--- begin ---

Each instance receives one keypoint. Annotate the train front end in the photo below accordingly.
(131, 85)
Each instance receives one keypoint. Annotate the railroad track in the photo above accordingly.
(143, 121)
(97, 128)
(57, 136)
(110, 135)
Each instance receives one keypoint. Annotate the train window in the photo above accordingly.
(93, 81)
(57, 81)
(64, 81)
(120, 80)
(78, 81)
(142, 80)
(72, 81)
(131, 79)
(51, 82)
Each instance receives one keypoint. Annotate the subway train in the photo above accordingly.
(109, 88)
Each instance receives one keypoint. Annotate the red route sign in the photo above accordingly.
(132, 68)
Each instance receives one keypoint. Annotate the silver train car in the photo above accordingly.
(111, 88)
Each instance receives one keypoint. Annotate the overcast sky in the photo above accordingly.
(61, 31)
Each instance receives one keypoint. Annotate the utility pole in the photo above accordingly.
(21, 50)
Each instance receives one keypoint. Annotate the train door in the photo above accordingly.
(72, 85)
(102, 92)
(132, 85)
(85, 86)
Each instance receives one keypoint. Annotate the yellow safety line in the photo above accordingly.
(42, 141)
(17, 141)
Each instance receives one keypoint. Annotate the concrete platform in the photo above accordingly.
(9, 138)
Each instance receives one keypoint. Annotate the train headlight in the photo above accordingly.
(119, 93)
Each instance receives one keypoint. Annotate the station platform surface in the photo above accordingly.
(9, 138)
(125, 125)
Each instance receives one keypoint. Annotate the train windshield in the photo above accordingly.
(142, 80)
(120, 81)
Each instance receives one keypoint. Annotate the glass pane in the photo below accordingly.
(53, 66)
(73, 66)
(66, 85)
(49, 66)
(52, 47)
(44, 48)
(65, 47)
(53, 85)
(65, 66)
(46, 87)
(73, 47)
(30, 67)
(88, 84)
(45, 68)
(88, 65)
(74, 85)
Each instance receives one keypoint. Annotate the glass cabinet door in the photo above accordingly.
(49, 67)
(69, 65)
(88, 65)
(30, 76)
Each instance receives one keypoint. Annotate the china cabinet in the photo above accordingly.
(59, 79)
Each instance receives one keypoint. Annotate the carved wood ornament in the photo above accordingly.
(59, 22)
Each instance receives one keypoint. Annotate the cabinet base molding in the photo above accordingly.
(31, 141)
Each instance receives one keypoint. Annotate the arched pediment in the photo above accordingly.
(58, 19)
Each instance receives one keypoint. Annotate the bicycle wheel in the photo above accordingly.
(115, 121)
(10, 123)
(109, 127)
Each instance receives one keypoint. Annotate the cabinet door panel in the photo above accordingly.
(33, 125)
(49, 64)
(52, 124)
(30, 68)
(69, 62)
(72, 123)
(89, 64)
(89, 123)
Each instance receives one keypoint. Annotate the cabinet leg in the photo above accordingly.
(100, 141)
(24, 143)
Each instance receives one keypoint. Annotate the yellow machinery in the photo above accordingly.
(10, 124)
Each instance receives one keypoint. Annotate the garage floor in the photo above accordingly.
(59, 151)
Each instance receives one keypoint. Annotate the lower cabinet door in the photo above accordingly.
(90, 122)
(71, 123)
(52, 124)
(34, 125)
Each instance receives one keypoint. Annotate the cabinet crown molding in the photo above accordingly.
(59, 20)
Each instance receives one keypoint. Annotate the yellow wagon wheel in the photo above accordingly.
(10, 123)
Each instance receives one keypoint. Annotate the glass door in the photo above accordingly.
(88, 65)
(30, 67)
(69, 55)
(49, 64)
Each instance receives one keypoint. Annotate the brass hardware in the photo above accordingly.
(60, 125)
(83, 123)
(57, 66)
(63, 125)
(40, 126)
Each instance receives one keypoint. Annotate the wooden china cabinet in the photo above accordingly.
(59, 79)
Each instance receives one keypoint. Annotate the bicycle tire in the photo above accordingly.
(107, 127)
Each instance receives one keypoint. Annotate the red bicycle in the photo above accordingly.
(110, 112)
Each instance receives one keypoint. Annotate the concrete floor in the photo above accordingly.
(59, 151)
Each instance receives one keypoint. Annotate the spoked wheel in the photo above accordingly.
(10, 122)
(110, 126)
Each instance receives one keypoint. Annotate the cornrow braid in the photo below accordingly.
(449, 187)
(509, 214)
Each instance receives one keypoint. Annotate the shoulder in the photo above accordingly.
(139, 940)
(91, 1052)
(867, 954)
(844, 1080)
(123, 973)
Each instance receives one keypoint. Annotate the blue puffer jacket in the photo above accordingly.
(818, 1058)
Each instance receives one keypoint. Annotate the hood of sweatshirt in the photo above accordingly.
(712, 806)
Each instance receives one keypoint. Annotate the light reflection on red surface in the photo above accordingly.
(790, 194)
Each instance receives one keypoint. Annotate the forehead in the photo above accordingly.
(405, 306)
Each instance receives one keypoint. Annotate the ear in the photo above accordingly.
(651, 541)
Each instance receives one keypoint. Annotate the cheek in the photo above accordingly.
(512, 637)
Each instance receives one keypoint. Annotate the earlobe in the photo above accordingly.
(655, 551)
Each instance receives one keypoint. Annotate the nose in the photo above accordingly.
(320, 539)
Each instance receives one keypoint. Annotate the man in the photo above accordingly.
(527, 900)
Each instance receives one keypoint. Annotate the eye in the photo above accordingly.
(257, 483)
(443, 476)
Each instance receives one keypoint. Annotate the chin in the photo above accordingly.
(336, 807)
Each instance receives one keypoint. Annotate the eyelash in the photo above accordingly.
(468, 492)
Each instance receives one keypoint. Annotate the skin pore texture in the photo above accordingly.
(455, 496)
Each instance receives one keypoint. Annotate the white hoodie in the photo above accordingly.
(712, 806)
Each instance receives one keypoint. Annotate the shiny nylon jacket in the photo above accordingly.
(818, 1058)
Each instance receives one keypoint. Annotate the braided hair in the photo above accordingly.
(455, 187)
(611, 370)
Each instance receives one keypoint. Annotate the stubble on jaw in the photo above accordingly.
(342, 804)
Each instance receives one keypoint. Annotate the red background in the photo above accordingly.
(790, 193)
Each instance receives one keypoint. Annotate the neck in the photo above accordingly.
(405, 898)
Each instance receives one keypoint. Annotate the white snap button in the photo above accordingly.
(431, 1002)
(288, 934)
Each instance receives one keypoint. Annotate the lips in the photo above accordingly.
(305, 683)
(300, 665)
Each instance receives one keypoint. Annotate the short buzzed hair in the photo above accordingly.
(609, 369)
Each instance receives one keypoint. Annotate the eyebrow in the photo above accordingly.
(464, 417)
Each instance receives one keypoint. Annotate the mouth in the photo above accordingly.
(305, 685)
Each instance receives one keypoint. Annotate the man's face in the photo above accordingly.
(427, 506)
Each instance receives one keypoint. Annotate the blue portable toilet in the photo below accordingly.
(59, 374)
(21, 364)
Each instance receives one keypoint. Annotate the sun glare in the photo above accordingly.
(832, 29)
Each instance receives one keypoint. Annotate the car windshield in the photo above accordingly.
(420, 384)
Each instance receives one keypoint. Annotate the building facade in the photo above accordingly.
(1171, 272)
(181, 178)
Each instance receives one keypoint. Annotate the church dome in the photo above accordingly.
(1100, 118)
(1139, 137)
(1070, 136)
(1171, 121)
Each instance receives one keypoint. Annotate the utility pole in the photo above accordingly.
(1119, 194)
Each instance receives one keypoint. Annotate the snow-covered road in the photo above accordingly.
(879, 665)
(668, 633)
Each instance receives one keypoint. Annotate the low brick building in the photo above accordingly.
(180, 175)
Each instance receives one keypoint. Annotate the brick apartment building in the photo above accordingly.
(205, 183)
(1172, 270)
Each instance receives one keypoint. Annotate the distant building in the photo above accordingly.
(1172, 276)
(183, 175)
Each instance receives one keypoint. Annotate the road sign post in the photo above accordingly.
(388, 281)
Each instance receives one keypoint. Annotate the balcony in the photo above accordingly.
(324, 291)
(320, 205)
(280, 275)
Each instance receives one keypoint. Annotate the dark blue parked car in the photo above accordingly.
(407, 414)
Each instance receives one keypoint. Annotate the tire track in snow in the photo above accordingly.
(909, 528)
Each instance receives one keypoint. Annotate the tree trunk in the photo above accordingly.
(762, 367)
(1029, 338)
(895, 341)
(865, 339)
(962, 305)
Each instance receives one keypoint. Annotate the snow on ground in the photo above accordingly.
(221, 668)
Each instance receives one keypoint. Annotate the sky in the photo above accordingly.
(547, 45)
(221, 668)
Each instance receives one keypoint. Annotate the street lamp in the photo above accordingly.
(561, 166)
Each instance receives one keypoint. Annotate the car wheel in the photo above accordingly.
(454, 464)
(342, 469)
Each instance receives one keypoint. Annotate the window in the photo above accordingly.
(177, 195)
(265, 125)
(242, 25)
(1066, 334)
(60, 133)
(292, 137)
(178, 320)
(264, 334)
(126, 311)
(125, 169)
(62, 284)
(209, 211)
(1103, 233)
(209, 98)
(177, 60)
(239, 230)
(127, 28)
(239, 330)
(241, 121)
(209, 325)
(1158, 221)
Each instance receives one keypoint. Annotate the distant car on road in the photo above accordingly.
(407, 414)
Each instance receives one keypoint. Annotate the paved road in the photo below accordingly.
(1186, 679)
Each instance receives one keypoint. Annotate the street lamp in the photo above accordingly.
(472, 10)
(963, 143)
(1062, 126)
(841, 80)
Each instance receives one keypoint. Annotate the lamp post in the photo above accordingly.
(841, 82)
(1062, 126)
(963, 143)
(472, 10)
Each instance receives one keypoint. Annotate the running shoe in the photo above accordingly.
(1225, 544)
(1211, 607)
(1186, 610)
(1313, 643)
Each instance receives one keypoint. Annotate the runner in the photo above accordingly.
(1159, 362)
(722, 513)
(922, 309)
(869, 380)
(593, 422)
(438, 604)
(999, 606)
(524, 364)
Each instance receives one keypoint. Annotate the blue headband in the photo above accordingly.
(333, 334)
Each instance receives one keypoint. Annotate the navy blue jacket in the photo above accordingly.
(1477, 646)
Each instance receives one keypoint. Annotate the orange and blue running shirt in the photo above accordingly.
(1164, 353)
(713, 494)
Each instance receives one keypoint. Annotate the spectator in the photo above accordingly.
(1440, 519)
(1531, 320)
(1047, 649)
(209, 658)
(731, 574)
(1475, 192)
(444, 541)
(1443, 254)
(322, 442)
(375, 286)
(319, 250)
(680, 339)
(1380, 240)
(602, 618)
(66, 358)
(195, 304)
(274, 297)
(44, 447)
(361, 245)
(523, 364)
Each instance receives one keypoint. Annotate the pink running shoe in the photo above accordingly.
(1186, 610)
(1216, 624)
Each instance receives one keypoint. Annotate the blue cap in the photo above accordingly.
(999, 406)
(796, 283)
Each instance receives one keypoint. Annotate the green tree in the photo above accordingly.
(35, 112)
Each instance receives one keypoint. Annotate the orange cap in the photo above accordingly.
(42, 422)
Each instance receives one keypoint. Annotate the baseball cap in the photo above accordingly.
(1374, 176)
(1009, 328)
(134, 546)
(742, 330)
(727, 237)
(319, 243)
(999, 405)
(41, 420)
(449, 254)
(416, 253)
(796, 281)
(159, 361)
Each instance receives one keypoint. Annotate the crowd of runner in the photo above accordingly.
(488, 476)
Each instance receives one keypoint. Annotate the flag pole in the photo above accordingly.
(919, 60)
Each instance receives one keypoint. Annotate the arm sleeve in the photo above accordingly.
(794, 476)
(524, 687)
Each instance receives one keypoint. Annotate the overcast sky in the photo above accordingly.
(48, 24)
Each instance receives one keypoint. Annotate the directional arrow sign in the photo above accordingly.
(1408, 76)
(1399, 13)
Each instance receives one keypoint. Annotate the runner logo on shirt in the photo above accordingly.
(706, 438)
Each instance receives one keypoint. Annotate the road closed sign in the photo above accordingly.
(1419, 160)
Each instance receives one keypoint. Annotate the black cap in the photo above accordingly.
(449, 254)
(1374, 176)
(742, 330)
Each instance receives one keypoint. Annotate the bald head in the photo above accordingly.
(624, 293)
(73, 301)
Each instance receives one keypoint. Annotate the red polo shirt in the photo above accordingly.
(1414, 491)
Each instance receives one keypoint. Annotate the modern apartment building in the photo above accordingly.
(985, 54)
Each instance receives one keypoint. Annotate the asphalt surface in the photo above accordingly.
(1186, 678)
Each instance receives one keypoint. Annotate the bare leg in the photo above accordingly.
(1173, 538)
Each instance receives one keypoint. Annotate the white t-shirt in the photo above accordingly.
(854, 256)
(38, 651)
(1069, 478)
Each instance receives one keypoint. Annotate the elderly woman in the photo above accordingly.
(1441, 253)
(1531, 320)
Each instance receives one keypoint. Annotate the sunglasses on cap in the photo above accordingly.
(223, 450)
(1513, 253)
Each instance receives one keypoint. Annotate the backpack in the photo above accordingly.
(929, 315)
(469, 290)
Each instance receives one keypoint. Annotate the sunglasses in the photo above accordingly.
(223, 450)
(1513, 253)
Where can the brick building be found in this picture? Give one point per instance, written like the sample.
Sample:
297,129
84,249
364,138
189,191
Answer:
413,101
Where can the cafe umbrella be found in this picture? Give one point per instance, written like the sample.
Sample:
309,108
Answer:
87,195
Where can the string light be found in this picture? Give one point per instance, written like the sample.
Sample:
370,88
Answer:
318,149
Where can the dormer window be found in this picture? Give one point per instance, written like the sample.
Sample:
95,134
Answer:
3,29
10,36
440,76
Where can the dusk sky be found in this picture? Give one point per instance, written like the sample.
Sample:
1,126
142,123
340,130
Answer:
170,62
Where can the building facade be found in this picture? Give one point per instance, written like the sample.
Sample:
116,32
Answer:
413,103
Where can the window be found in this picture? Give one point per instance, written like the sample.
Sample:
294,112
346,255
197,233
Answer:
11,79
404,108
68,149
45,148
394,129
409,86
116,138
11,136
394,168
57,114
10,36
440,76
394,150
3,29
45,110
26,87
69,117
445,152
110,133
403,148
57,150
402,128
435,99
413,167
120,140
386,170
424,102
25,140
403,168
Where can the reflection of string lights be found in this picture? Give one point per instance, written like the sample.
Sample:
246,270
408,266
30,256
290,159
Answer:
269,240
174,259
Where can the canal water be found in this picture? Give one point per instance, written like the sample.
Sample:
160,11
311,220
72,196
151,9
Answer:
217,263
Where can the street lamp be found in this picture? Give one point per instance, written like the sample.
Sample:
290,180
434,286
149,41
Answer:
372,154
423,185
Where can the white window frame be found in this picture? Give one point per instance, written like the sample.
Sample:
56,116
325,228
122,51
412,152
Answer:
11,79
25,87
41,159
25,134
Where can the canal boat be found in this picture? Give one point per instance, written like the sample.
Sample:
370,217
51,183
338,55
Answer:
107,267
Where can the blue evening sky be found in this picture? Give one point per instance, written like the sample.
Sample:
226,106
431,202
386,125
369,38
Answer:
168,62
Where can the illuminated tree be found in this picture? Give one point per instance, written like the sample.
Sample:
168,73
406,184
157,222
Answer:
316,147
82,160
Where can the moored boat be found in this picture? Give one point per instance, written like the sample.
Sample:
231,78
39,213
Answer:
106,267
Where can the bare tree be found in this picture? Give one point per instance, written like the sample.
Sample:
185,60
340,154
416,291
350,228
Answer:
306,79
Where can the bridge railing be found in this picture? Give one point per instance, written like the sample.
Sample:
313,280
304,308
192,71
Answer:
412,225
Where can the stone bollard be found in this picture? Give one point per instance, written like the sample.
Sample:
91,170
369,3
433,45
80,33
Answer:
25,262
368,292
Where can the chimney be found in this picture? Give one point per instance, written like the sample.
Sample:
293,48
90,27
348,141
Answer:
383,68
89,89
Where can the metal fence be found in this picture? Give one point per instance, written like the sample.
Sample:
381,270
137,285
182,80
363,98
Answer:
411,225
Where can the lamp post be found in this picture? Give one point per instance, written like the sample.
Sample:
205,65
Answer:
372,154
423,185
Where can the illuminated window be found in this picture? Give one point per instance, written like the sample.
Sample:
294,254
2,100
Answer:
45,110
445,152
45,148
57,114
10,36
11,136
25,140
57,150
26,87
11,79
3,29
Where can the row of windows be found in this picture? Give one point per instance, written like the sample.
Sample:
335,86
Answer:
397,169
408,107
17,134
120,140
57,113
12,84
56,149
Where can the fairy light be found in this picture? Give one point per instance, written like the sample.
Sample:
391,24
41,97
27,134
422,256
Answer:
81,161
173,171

--- end ---

◆ **TASK DIRECTIONS**
Only the lines from the one that contains "Where can the moored" to the end of the entries above should be given again, exactly and in full.

◆ **FINISHED ANSWER**
Where can the moored boat be found in this picture? Give one point per instance, written like the sample.
Sample:
231,78
39,213
Answer:
106,267
Where can the bare tree be found in this picture? Give one point per instance, written like the sample.
Sample:
185,60
340,154
416,291
350,228
Answer:
306,79
Where can the bridge railing be found in this picture? Give one point per instance, written like the sample.
Sample:
313,280
304,308
192,71
Answer:
412,225
Where can the stone bollard be found in this picture? Give one point per instance, written like the sample.
Sample:
91,170
369,3
433,45
80,33
Answer:
25,262
368,292
Where can the chimney be found in this picture? Give one point per instance, written like the sample.
Sample:
293,48
90,27
348,141
Answer:
383,68
89,89
Where can the metal fence be found in this picture? Give one point per instance, written like the sample.
Sample:
381,270
137,285
182,80
363,98
Answer:
411,225
Where can the lamp post be found in this picture? Give one point per instance, written like the sample.
Sample:
205,65
Answer:
372,154
423,185
Where can the illuminated window be found in this picture? Give one point per instance, written like the sample.
Sample:
294,254
2,100
Answer:
45,110
445,152
45,148
57,114
10,36
11,136
25,140
57,150
26,87
11,79
3,29
Where can the row of windows be found in this picture? Give one point per instance, written like the sample.
Sample:
335,86
Answer:
397,169
408,107
17,134
120,140
57,113
12,84
56,149
Where can the fairy light be found in this picture? Give one point per instance, written like the sample.
Sample:
391,24
41,97
27,134
422,256
Answer:
81,161
173,171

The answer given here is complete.